* PROBLEM TO SOLVE *
Please give the listing again in its entirety, exactly as written.

RECORDS FOR THE TASK start

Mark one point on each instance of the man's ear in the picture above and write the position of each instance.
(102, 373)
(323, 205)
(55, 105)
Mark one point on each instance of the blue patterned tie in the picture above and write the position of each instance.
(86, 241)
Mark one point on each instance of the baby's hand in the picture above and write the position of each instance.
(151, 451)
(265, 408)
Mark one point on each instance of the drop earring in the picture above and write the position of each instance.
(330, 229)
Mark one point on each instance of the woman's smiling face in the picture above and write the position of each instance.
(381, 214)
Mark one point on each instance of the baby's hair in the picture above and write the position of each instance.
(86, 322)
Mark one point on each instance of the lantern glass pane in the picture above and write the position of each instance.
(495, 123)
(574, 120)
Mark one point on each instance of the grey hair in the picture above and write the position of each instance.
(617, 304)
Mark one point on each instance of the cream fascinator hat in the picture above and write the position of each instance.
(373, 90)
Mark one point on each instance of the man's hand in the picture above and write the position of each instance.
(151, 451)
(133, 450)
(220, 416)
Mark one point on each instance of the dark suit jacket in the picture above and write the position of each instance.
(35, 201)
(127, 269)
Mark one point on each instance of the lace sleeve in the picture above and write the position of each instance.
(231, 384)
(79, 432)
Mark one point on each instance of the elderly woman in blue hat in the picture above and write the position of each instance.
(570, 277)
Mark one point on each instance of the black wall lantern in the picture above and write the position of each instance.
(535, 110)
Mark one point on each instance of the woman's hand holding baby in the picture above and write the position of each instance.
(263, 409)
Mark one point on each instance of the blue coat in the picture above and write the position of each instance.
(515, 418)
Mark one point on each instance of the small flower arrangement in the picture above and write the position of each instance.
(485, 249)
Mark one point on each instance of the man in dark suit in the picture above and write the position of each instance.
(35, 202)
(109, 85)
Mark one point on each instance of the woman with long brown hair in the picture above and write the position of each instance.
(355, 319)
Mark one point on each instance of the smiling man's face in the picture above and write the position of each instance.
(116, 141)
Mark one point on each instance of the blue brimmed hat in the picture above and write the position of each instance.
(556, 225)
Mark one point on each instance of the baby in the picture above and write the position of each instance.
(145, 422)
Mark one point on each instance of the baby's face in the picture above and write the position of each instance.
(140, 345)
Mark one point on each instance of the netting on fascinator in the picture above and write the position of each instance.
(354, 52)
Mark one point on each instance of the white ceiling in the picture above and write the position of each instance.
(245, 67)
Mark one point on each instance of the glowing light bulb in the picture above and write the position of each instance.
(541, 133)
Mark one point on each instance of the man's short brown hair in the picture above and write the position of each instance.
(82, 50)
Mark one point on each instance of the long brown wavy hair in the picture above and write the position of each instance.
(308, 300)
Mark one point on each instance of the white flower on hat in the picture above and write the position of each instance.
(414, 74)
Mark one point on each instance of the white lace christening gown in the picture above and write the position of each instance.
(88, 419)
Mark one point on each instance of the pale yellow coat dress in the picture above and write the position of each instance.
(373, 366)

RECORDS FOR THE TASK end

* FINAL RESULT *
Mark one point on each instance of the man's ear in the picture above and write the position of each instance.
(102, 373)
(323, 205)
(55, 105)
Mark one point on each instance of the blue patterned tie in the picture above and write the position of each instance.
(86, 241)
Mark one point on each instance of the baby's hand in the picture above and write the position of each instance.
(151, 451)
(265, 408)
Mark one point on each instance of the drop earring in the picture above and write the position of each instance.
(330, 229)
Mark one point on each instance of the woman's smiling face in the picture above and write the position of each instance.
(381, 214)
Mark one point on each instance of the baby's hair in the picture above and write the position of each instance.
(86, 322)
Mark one point on each instance of the lantern glass pane in the picture above and write the position of each instance.
(495, 123)
(574, 120)
Mark one point on each instance of the grey hair in the picture above and write the position of each instance.
(617, 304)
Mark one point on each instance of the cream fascinator hat in the picture above and write the position of each instance.
(373, 90)
Mark one point on each instance of the man's hand in the picture above and write the position of each instance.
(151, 451)
(133, 450)
(220, 416)
Mark one point on each instance of the dark suit jacket in the picture above and write the position of each instance.
(35, 201)
(127, 269)
Mark one point on each instance of the lace sleeve in the picture above and write the position of each instance.
(231, 384)
(79, 432)
Mark one point on each instance of the elderly woman in blue hat in the picture above and write the position of each instance.
(570, 277)
Mark one point on each instance of the black wall lantern in the picture above and write the position of each instance.
(535, 110)
Mark one point on each instance of the woman's hand holding baby in the picture above and write the position of each instance.
(263, 409)
Mark one point on each instance of the blue coat in the picture above and write the position of each instance.
(515, 418)
Mark one point on each instance of the small flower arrangement in the picture above and write the position of each instance.
(485, 249)
Mark one point on each instance of the man in dark suit in the picture above and write the position of each instance.
(35, 202)
(109, 85)
Mark one point on each instance of the woman with long brown hair in the picture above and write the position of each instance.
(355, 319)
Mark one point on each instance of the smiling man's face in the picture above and write the position of each instance.
(116, 141)
Mark one point on each instance of the blue brimmed hat in the picture above and write the position of each instance.
(556, 225)
Mark one point on each instance of the baby in the picture above and write the position of each instance.
(145, 422)
Mark one point on each instance of the baby's face in the picture above and write the position of each instance.
(140, 345)
Mark one point on each instance of the netting on fascinator in the picture above and write the position of each instance.
(354, 52)
Mark one point on each instance of the white ceiling in the picture above and write the position of each instance.
(245, 67)
Mark one point on each instance of the glowing light bulb in the picture above and write the position of each instance.
(541, 133)
Mark one point on each instance of the man's short brown hair in the picture above and write the position of each instance.
(82, 50)
Mark one point on each instance of the long brown wavy hair in the picture above and write the position of each instance.
(308, 300)
Mark one point on each instance of the white flower on hat in the picture above and write the position of each instance.
(414, 74)
Mark one point on each instance of the white lace christening gown in the picture above and write the position of each instance.
(88, 419)
Mark one point on each instance of the pale yellow coat dress in the picture above and write the position of each instance.
(373, 366)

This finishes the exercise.